What you should do => Filtering the records below, copy only those lines that include the word "grass".

(Data entries)

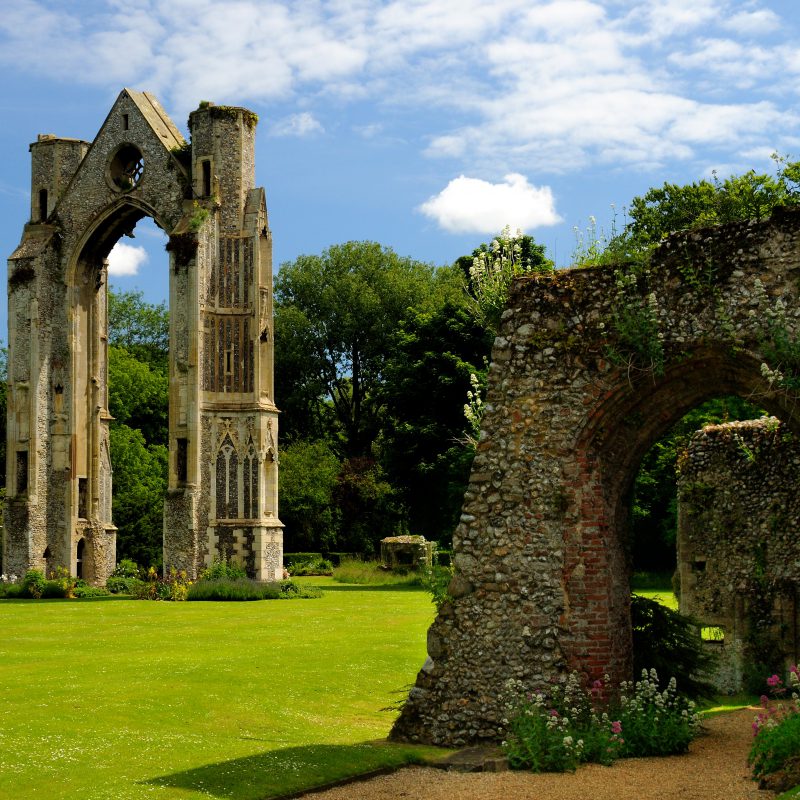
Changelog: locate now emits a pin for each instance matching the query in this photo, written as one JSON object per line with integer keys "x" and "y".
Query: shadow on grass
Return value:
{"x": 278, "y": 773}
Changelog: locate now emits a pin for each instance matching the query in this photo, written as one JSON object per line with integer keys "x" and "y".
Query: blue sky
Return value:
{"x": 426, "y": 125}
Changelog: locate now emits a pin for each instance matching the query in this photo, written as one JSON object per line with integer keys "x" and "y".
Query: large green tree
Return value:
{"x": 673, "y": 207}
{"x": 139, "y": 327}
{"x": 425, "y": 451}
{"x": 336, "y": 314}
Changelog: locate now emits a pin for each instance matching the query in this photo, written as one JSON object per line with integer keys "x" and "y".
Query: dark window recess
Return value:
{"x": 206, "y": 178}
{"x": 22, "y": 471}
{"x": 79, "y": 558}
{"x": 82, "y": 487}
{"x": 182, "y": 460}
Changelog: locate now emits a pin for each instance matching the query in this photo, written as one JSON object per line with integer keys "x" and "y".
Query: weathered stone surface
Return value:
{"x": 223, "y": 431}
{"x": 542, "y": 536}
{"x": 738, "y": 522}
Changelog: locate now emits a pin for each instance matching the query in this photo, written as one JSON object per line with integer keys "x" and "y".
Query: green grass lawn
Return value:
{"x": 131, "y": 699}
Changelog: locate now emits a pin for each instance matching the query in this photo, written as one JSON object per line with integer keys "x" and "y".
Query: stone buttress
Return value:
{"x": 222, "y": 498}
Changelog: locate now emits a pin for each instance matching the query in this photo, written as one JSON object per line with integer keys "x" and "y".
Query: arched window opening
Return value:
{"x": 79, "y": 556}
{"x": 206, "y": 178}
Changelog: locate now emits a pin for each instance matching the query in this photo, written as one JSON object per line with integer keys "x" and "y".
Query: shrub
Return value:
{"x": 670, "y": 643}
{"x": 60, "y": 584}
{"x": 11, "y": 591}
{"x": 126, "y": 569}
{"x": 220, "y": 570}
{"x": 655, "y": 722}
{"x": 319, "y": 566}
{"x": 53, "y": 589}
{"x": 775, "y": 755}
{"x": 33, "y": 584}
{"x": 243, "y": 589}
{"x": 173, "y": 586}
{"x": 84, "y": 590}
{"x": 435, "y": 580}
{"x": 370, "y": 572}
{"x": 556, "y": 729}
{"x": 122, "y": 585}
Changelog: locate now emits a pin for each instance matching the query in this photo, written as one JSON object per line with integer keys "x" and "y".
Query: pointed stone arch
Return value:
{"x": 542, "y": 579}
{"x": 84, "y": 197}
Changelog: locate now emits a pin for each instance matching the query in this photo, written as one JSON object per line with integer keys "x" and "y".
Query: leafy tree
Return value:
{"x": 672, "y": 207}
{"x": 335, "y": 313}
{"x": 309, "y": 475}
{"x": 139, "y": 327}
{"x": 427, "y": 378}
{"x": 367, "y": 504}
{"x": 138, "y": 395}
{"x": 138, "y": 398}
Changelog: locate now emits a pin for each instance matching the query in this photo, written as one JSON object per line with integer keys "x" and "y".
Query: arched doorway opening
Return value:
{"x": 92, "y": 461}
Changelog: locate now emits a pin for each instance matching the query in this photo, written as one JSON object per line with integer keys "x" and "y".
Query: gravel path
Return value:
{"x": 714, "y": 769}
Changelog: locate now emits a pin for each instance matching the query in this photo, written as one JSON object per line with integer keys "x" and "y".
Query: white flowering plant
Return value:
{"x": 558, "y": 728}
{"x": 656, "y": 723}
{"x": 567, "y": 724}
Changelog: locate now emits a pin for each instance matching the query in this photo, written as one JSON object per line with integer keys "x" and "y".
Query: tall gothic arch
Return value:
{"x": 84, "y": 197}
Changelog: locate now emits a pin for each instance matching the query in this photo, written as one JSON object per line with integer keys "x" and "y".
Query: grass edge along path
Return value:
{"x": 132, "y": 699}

Task output =>
Query: shadow on grass
Query: green grass lawn
Query: grass edge along path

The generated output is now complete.